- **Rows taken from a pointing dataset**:
* Start *

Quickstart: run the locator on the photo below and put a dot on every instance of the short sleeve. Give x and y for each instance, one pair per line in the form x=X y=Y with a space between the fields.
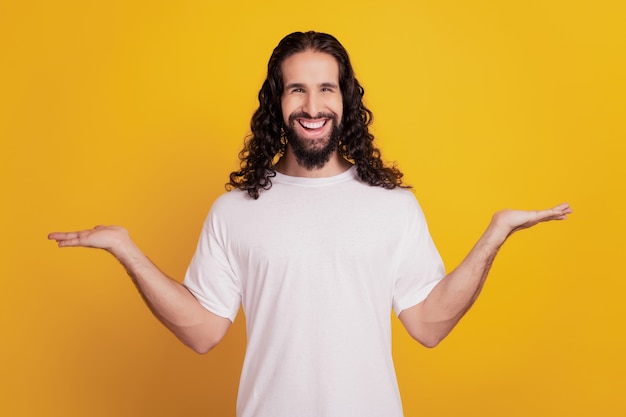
x=210 y=276
x=419 y=265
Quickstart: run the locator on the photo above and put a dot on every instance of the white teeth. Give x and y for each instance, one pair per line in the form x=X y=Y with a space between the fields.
x=313 y=125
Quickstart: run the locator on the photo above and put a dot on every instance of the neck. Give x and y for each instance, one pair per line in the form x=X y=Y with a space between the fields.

* End *

- **PROBLEM DESCRIPTION**: Reproduce the material above word for word, omitting the pictures.

- **TASK SOLUTION**:
Quickstart: run the locator on the photo below and put a dot on every instance of the short sleeve. Give x and y for each instance, one pair per line in the form x=X y=Y with a space between the fields.
x=210 y=276
x=419 y=265
Quickstart: run the locator on the photo above and put a dot on every instance of the white teeth. Give x and y for each instance, one pair per line in the form x=X y=Y with a space between the fields.
x=313 y=125
Quickstart: run the locator on the photo above and put a dot on every instance of the neck. Give x and y for each instance, one pair per line in the form x=X y=Y with a space between the fields.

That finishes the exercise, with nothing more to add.